- _Exercise instructions_: Reproduce the line that contains "Target: hazy distant mountain" and every line after it through the end of the records, exactly, with nothing added.

++++ Data for processing ++++

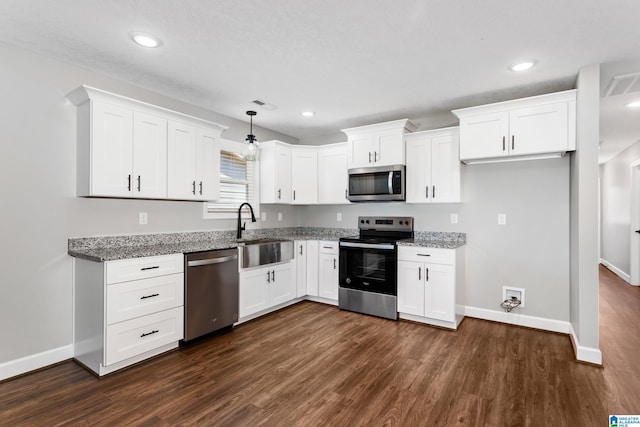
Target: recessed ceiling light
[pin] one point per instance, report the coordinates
(522, 66)
(145, 39)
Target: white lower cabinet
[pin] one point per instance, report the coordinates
(328, 270)
(265, 287)
(126, 311)
(430, 285)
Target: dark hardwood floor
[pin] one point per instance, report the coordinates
(314, 365)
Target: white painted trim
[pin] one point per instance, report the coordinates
(35, 361)
(621, 274)
(514, 318)
(584, 354)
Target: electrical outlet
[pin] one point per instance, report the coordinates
(143, 218)
(509, 292)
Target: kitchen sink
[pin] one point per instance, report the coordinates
(257, 252)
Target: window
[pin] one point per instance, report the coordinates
(238, 182)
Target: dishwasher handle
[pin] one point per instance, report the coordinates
(209, 261)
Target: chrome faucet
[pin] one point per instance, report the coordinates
(240, 225)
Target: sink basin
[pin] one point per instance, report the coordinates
(257, 252)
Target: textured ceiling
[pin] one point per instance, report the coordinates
(353, 62)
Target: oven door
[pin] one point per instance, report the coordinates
(368, 267)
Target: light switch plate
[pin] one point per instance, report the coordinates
(143, 218)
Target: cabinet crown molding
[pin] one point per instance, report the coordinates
(567, 95)
(85, 93)
(405, 124)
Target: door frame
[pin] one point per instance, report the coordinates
(634, 252)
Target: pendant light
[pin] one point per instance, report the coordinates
(251, 153)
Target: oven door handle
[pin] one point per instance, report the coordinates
(387, 246)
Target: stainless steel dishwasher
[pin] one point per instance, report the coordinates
(210, 292)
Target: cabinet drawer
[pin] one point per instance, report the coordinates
(133, 337)
(143, 268)
(128, 300)
(428, 255)
(328, 247)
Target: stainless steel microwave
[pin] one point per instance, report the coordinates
(377, 184)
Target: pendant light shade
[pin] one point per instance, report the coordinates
(251, 152)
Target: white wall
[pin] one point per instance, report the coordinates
(39, 208)
(584, 218)
(531, 251)
(615, 184)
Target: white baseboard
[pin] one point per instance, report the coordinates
(35, 361)
(514, 318)
(584, 354)
(621, 274)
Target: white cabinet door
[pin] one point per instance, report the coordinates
(207, 165)
(304, 176)
(282, 287)
(445, 168)
(328, 276)
(389, 148)
(300, 248)
(254, 292)
(111, 150)
(361, 150)
(485, 135)
(411, 288)
(418, 178)
(149, 155)
(439, 301)
(312, 268)
(332, 174)
(182, 157)
(539, 129)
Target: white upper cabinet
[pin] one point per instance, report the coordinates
(304, 175)
(127, 148)
(530, 128)
(433, 166)
(275, 172)
(332, 174)
(193, 162)
(377, 145)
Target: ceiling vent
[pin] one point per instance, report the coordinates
(624, 84)
(264, 104)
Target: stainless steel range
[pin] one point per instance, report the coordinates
(368, 266)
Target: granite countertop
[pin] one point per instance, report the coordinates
(113, 248)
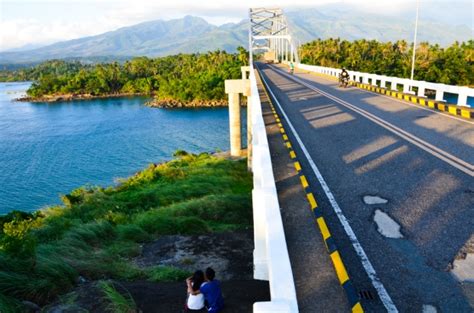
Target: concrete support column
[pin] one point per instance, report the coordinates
(234, 124)
(234, 88)
(245, 70)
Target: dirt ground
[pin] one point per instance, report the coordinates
(230, 254)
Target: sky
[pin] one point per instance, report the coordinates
(34, 23)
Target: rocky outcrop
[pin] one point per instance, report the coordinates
(172, 103)
(70, 97)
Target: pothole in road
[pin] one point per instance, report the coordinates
(386, 226)
(463, 268)
(374, 200)
(427, 308)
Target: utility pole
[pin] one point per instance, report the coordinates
(414, 40)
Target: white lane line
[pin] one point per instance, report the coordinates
(437, 152)
(369, 269)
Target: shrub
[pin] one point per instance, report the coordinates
(132, 232)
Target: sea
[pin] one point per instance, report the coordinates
(49, 149)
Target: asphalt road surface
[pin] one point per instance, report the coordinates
(353, 143)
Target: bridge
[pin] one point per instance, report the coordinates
(363, 197)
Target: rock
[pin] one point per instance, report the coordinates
(30, 306)
(374, 200)
(386, 226)
(427, 308)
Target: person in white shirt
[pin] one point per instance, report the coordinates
(195, 301)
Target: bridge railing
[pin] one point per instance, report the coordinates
(271, 259)
(395, 82)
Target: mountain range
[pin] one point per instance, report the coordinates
(195, 34)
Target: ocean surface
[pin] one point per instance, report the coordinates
(50, 149)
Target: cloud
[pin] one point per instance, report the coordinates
(45, 21)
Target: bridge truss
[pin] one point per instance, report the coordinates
(269, 32)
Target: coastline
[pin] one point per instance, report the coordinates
(173, 103)
(71, 97)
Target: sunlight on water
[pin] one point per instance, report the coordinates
(49, 149)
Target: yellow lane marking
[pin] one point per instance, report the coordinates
(297, 166)
(311, 201)
(304, 182)
(357, 308)
(339, 266)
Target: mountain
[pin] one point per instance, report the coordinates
(194, 34)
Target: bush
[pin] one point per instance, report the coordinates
(191, 226)
(132, 232)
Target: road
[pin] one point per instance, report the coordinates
(352, 143)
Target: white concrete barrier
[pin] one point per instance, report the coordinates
(372, 79)
(271, 259)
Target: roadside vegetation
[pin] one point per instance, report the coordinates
(453, 65)
(98, 231)
(183, 77)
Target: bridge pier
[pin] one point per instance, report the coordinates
(234, 88)
(245, 76)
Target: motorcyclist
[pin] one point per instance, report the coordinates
(292, 68)
(344, 77)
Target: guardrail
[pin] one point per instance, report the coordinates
(271, 259)
(406, 84)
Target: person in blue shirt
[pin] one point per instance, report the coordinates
(211, 289)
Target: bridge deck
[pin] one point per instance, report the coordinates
(317, 287)
(367, 144)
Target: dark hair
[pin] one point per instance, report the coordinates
(210, 274)
(198, 279)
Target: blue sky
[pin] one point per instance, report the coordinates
(39, 22)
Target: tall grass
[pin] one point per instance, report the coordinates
(97, 231)
(118, 303)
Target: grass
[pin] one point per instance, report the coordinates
(118, 303)
(97, 231)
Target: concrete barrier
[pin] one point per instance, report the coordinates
(395, 82)
(271, 259)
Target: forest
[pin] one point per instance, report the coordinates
(453, 65)
(183, 77)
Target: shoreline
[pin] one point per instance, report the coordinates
(72, 97)
(173, 103)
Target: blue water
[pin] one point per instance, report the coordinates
(49, 149)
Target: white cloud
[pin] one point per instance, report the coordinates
(99, 16)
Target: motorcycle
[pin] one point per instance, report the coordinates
(343, 81)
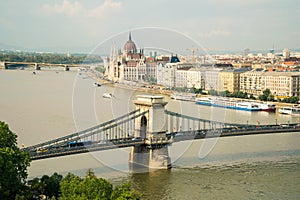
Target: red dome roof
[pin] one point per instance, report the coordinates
(130, 46)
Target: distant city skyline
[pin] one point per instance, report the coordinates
(79, 26)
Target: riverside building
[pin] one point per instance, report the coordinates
(129, 64)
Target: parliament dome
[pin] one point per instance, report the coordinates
(130, 46)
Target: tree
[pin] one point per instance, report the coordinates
(91, 187)
(13, 164)
(52, 185)
(124, 191)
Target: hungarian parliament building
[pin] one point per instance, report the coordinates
(130, 65)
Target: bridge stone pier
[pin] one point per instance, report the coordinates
(3, 65)
(152, 128)
(67, 68)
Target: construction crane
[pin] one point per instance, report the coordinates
(193, 49)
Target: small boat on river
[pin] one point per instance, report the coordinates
(228, 103)
(107, 95)
(294, 111)
(183, 96)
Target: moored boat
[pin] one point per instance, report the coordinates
(228, 103)
(107, 95)
(267, 106)
(183, 96)
(295, 111)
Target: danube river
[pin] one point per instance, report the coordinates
(53, 103)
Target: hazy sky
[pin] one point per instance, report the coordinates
(219, 24)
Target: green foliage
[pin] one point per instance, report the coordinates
(124, 191)
(13, 164)
(100, 69)
(91, 187)
(52, 185)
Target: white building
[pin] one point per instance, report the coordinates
(130, 65)
(189, 78)
(281, 84)
(211, 78)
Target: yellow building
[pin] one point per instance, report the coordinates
(281, 84)
(230, 79)
(250, 82)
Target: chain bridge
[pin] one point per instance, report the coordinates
(148, 130)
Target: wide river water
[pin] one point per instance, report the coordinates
(54, 103)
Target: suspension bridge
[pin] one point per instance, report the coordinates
(148, 130)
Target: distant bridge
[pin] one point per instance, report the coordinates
(149, 130)
(38, 66)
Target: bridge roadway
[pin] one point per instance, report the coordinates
(5, 64)
(66, 149)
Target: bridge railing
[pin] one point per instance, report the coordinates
(81, 135)
(179, 122)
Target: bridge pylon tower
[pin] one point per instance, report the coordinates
(152, 128)
(37, 66)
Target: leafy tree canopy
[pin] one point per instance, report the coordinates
(13, 164)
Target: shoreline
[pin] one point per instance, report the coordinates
(93, 75)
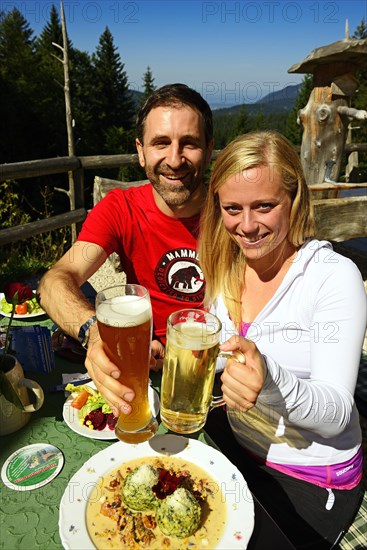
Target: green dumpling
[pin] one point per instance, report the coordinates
(179, 514)
(137, 492)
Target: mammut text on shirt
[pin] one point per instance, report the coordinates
(156, 251)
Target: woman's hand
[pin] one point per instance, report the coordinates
(104, 374)
(242, 382)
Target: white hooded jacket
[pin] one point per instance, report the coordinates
(310, 334)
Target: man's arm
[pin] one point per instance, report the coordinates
(60, 296)
(59, 290)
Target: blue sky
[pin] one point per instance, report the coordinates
(230, 51)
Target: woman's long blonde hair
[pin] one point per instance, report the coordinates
(221, 259)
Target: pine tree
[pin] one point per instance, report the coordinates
(51, 98)
(18, 78)
(113, 105)
(148, 84)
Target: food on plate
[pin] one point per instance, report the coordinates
(26, 308)
(179, 514)
(180, 506)
(93, 410)
(137, 490)
(80, 400)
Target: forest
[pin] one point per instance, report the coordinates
(32, 111)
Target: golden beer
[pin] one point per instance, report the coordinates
(188, 374)
(125, 327)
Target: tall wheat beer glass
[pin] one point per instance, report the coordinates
(188, 370)
(124, 316)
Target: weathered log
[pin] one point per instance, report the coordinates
(341, 219)
(35, 168)
(27, 230)
(324, 135)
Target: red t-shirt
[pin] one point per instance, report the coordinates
(156, 251)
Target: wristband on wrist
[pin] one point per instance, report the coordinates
(83, 336)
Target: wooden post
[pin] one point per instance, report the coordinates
(69, 118)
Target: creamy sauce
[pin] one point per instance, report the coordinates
(104, 531)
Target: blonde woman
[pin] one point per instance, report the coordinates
(296, 310)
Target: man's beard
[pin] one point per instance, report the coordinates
(174, 194)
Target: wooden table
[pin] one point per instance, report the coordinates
(30, 518)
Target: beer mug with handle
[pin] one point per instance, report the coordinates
(192, 348)
(124, 316)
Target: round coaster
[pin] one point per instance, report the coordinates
(32, 467)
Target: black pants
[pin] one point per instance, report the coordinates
(298, 507)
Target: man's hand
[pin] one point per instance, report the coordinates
(104, 373)
(157, 356)
(242, 382)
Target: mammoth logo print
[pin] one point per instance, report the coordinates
(178, 274)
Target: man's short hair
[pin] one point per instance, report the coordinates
(176, 94)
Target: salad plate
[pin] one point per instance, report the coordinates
(39, 313)
(240, 518)
(71, 418)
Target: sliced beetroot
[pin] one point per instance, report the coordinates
(97, 418)
(111, 421)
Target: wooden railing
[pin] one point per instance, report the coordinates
(337, 219)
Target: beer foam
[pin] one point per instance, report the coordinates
(194, 336)
(124, 310)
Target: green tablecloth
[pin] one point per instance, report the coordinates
(29, 519)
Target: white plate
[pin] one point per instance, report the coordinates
(16, 315)
(240, 507)
(72, 420)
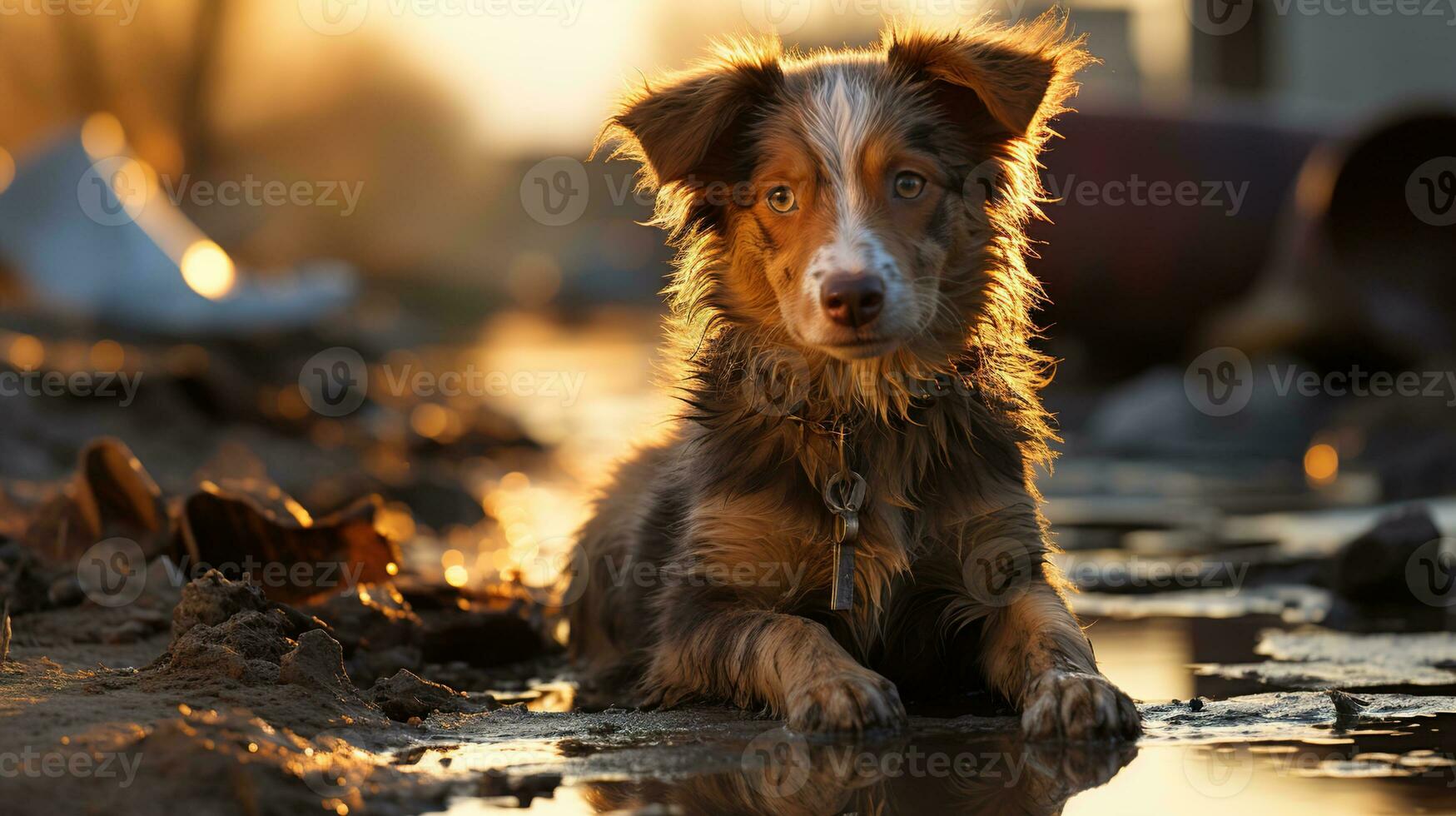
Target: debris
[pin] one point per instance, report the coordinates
(110, 495)
(1374, 565)
(316, 662)
(1347, 704)
(5, 633)
(299, 559)
(523, 787)
(1321, 659)
(408, 699)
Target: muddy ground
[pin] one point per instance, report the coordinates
(430, 681)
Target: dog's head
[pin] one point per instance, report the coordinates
(857, 204)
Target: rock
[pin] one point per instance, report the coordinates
(128, 631)
(5, 634)
(316, 662)
(406, 697)
(1374, 565)
(495, 783)
(213, 600)
(248, 646)
(1347, 704)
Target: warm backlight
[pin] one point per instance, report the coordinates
(207, 270)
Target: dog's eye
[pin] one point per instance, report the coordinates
(909, 186)
(781, 200)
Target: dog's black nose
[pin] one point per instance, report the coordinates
(852, 301)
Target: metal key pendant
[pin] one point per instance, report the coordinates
(845, 495)
(842, 592)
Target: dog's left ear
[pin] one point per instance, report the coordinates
(996, 82)
(688, 127)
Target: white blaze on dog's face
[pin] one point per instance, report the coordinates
(822, 197)
(843, 206)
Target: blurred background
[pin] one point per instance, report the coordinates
(353, 246)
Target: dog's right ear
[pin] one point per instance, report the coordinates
(686, 128)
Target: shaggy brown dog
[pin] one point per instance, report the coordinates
(849, 309)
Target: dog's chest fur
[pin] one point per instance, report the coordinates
(758, 528)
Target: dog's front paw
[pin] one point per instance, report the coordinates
(847, 701)
(1078, 705)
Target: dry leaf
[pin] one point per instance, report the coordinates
(111, 495)
(256, 528)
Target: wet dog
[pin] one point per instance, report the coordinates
(847, 505)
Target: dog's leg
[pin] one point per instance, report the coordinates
(1037, 656)
(1032, 650)
(760, 658)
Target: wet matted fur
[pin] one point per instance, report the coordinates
(705, 573)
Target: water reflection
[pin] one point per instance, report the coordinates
(785, 774)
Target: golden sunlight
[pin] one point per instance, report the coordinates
(208, 270)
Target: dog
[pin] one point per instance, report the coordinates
(845, 507)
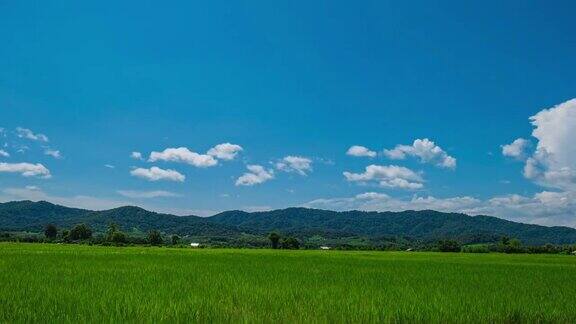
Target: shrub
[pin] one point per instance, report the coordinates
(51, 231)
(80, 232)
(290, 243)
(274, 238)
(154, 237)
(448, 246)
(477, 248)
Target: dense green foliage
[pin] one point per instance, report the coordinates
(386, 230)
(75, 283)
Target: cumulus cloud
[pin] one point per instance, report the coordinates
(297, 164)
(426, 150)
(26, 169)
(146, 194)
(225, 151)
(544, 208)
(390, 176)
(156, 174)
(184, 155)
(136, 156)
(29, 134)
(257, 174)
(553, 164)
(517, 149)
(53, 153)
(360, 151)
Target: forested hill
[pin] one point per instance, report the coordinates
(300, 222)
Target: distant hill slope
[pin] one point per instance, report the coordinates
(427, 225)
(33, 216)
(301, 222)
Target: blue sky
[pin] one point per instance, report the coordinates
(301, 80)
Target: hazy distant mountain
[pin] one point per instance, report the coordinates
(301, 222)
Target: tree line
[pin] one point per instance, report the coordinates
(82, 233)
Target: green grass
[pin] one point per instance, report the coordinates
(71, 283)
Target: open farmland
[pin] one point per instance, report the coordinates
(74, 283)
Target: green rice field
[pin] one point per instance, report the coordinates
(73, 283)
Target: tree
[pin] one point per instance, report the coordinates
(119, 237)
(154, 237)
(290, 243)
(112, 228)
(80, 232)
(51, 231)
(274, 238)
(449, 246)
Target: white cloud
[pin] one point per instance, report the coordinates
(26, 169)
(136, 155)
(184, 155)
(544, 208)
(156, 174)
(426, 150)
(553, 164)
(391, 176)
(516, 149)
(297, 164)
(36, 194)
(147, 194)
(29, 134)
(360, 151)
(53, 153)
(225, 151)
(257, 174)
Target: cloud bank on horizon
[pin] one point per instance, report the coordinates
(548, 160)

++++

- _Result of the exercise_:
Target: hazy distant mountain
[pin] one point per instance, report the coordinates
(301, 222)
Target: tree line
[pin] one point per instance, report the coordinates
(82, 233)
Target: green grass
[pin] one point per instance, report the coordinates
(71, 283)
Target: open farmland
[pin] one point per instance, report the coordinates
(74, 283)
Target: green rice field
[pin] one point per instance, report the coordinates
(73, 283)
Target: tree
[pin] one point per instance, report the coordinates
(119, 237)
(154, 237)
(290, 243)
(112, 228)
(80, 232)
(51, 231)
(274, 238)
(449, 246)
Target: white cloud
[pin] one point per instance, report the coordinates
(26, 169)
(136, 155)
(184, 155)
(544, 208)
(156, 174)
(426, 150)
(553, 164)
(391, 176)
(516, 149)
(297, 164)
(36, 194)
(147, 194)
(29, 134)
(360, 151)
(53, 153)
(225, 151)
(257, 174)
Target: cloud bank on horizon
[pin] one point per instance, report the coordinates
(548, 160)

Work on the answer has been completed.